Two of the men arrested for kissing were later convicted under California Penal Code Section 647 and registered as sex offenders. The men appealed, asserting their right of equal protection under the law, but the U.S. Supreme Court did not accept their case. However, there were fundraising efforts that reached New York and San Francisco for the six convicted patrons, including Benny Baker and Charles Talley.

The Black Cat's entertainment and liquor licenses were suspended, and the business closed on May 21, 1967, after the state liquor board rejected its appeal.

==Legacy==
The raid and subsequent protests inspired publication of The Advocate, which began as a newspaper for the group PRIDE. The January 1967 raid on the Black Cat Tavern and the August 1968 raid on The Patch together inspired the formation of the Metropolitan Community Church (led by Pastor Troy Perry).

For some time "the Stonewall riots became central to gay collective memory while other events did not." By pointing to critical moments in LGBT history that took place before 1969, historians continue to challenge the notion that the events at the Stonewall Inn marked the very first time LGBT folks "fought back instead of passively enduring humiliating treatment." Indeed, the 1959 Cooper Donuts Riot and the 1966 Compton's Cafeteria riot predate the incidents at The Black Cat.

****

▸ **Problems to solve**
a) Answer these from the passage on the Black Cat Tavern:
(i) Under which section of the California Penal Code were two of the arrested men convicted?
(ii) On what date did the business close?
(iii) Who led the Metropolitan Community Church?
b) Which riots are named in the passage on the Black Cat Tavern?

****

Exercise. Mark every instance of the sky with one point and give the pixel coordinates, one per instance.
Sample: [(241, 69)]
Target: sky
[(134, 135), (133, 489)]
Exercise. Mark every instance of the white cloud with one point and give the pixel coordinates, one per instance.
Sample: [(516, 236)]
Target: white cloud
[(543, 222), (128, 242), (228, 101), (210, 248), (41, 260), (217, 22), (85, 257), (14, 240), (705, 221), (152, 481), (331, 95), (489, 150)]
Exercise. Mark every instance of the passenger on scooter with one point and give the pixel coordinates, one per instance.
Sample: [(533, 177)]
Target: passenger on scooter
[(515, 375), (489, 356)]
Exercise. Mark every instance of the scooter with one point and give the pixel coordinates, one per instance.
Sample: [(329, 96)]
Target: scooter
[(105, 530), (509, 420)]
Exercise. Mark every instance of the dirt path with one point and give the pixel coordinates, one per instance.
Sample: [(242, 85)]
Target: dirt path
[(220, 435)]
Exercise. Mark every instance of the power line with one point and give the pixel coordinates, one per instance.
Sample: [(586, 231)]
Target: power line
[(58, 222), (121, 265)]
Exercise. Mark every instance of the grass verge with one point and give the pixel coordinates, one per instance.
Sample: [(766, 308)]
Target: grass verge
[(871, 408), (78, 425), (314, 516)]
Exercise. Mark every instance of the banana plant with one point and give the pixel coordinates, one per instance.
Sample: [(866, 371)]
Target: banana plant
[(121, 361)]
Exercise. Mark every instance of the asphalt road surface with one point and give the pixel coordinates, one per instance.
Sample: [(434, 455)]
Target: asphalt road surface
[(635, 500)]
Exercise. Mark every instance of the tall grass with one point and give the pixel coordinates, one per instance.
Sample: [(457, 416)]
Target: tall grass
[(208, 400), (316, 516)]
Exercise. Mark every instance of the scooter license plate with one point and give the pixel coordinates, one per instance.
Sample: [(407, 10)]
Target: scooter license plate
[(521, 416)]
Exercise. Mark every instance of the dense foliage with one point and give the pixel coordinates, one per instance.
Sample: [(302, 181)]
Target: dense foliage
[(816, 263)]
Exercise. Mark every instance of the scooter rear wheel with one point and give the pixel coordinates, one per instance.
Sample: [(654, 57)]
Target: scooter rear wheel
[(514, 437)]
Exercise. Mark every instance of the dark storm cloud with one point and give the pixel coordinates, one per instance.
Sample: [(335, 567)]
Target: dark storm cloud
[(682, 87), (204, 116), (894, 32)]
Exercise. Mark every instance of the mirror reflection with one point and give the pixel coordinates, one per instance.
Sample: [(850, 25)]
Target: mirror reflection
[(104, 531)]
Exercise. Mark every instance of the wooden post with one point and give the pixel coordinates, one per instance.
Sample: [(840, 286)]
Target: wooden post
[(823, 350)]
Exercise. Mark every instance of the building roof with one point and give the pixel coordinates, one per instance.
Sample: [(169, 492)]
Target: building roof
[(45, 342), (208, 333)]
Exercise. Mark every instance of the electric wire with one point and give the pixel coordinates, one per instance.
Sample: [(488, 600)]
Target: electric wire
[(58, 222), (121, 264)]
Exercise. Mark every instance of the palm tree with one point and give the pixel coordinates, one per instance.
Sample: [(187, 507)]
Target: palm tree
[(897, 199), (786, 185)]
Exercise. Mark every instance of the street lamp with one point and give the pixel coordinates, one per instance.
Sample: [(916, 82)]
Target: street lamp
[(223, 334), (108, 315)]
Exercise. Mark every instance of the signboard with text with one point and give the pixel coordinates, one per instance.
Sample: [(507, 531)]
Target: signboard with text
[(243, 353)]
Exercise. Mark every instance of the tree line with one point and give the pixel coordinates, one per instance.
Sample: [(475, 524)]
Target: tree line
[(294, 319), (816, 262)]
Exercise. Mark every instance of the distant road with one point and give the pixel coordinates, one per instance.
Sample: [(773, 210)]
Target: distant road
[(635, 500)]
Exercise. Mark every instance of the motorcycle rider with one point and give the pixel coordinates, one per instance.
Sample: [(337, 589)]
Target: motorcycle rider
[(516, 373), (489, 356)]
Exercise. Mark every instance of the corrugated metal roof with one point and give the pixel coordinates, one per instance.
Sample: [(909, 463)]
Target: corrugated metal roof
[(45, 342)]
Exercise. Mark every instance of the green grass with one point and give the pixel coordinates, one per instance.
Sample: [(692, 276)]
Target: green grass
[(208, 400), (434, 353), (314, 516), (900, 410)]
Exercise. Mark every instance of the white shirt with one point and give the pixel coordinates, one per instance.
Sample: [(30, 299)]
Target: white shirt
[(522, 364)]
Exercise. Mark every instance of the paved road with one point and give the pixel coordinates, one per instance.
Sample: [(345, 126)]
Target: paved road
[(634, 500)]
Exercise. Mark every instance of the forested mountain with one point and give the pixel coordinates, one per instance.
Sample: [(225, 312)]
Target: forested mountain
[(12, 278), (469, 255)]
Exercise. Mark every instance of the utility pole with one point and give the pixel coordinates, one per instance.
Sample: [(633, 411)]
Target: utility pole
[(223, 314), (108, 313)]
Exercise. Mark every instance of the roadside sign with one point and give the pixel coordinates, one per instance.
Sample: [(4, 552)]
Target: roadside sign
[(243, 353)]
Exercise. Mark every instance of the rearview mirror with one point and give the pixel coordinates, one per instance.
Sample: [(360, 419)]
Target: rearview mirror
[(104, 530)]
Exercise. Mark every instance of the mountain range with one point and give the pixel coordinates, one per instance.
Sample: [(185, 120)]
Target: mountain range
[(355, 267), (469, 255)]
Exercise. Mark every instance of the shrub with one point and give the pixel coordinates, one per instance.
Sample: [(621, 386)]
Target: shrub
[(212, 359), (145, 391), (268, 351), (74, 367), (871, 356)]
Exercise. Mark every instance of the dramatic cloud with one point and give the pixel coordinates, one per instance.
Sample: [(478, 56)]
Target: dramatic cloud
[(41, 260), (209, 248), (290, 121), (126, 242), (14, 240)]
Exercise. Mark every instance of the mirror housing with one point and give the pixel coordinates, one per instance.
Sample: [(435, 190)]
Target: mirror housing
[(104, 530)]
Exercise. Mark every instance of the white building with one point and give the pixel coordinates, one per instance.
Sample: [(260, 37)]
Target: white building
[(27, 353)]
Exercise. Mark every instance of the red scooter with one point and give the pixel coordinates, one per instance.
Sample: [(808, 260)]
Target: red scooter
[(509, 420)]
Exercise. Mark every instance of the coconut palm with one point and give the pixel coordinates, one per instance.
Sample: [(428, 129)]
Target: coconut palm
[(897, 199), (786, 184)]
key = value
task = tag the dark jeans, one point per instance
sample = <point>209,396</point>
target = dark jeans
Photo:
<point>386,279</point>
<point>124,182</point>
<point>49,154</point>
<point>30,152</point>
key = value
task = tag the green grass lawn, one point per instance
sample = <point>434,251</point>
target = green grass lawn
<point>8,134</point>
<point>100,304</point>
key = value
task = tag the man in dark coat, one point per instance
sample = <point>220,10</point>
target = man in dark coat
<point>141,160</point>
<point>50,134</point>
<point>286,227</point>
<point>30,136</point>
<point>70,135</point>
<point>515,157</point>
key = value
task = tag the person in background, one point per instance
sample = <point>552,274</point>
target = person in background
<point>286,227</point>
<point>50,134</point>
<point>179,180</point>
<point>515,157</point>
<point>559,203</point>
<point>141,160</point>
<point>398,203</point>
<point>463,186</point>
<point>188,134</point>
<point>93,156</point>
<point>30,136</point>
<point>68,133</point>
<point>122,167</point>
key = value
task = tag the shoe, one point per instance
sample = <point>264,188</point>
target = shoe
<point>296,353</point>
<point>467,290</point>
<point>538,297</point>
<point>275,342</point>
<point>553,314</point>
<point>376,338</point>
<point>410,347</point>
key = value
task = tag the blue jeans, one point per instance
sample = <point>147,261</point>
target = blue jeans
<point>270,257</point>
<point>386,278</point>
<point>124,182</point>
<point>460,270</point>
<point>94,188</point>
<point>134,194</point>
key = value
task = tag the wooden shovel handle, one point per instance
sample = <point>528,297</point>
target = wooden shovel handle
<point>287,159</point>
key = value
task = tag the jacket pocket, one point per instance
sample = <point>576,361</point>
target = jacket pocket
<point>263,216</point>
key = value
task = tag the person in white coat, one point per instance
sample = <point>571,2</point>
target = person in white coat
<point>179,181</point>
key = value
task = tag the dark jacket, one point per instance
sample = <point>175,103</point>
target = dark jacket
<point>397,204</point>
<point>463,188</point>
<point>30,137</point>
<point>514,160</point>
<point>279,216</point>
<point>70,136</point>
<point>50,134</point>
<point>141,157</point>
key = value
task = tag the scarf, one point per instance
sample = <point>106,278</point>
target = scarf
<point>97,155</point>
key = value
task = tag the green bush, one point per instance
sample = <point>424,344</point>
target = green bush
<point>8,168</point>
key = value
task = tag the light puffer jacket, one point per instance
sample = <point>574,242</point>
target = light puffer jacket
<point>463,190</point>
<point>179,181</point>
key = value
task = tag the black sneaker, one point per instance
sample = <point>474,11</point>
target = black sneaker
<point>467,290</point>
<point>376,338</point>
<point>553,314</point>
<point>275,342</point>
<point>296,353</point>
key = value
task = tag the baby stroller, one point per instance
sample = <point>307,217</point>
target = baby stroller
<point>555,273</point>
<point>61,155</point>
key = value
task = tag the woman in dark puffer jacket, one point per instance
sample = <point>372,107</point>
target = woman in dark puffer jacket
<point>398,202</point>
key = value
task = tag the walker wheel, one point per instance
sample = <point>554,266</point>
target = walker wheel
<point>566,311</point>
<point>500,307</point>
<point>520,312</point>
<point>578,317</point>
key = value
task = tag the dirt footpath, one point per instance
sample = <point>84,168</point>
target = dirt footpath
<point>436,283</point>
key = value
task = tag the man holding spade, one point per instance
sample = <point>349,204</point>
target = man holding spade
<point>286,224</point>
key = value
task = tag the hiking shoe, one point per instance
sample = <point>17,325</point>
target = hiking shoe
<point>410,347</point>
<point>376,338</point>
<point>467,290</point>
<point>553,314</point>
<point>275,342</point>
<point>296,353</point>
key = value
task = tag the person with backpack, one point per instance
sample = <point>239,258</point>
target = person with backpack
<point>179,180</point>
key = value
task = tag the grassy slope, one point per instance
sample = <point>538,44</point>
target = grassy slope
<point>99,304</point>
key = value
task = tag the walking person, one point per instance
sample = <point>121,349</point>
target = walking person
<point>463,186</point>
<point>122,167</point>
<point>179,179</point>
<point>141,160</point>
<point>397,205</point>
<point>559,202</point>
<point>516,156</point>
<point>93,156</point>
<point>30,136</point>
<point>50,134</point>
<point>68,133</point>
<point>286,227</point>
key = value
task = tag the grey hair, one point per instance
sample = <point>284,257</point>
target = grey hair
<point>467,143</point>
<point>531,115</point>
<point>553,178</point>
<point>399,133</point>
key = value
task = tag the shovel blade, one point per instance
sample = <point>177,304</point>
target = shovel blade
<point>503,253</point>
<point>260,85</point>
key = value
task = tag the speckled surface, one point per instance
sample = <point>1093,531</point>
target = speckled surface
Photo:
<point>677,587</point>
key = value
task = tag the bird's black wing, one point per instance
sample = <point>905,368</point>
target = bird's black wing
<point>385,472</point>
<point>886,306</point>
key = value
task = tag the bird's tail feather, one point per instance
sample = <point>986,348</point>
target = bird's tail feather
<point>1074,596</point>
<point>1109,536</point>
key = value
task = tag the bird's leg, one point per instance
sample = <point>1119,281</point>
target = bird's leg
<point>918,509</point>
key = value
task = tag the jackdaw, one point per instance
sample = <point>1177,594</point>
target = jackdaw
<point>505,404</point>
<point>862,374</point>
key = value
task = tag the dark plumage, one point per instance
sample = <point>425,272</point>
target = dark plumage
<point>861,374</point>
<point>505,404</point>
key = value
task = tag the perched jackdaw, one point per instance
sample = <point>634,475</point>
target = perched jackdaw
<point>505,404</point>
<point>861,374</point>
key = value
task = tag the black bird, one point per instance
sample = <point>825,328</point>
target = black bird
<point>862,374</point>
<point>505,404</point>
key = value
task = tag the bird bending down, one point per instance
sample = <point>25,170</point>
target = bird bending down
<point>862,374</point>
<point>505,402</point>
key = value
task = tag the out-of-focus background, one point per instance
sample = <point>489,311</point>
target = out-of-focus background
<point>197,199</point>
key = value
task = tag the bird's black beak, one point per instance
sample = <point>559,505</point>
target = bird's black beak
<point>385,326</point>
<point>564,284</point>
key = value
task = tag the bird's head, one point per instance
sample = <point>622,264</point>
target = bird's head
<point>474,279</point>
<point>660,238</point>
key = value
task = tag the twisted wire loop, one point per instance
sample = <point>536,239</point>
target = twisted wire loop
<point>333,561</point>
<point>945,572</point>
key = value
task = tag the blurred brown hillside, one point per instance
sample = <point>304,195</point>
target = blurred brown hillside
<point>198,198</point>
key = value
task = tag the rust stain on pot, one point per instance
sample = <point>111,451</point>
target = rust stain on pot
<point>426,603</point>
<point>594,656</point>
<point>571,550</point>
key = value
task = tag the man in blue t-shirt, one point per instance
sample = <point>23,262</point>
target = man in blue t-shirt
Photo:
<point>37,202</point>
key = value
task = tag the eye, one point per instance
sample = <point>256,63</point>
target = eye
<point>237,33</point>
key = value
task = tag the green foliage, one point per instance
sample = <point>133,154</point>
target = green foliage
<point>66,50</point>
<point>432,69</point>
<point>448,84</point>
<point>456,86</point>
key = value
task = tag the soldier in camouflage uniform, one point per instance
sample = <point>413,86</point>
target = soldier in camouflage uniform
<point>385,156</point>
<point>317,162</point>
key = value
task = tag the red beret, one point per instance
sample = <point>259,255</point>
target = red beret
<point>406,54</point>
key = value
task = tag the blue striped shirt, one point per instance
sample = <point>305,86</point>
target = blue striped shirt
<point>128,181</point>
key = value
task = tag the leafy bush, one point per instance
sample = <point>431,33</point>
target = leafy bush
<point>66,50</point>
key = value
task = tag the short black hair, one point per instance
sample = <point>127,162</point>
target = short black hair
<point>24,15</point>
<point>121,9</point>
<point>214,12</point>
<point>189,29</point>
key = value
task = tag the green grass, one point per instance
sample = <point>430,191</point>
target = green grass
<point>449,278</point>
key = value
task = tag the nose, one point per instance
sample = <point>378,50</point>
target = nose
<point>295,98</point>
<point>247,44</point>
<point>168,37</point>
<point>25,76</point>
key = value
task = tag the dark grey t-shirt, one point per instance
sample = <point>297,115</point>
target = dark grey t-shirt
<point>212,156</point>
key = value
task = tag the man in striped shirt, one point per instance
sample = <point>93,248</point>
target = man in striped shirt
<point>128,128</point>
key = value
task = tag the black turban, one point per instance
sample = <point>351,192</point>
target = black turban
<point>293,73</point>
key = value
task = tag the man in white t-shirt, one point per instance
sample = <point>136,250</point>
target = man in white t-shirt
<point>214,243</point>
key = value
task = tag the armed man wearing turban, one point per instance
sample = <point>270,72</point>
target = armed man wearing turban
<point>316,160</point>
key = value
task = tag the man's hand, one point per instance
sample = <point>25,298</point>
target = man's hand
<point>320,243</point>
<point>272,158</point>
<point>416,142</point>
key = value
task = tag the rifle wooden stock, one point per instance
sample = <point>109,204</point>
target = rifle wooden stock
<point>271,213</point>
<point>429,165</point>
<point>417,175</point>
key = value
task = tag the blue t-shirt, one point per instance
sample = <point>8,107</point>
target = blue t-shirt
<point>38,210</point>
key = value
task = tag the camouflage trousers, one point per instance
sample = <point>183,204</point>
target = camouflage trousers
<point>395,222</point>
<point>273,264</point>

****

▸ **Answers for the tasks**
a)
(i) Section 647
(ii) May 21, 1967
(iii) Pastor Troy Perry

b)
- The Stonewall riots
- The 1959 Cooper Donuts Riot
- The 1966 Compton's Cafeteria riot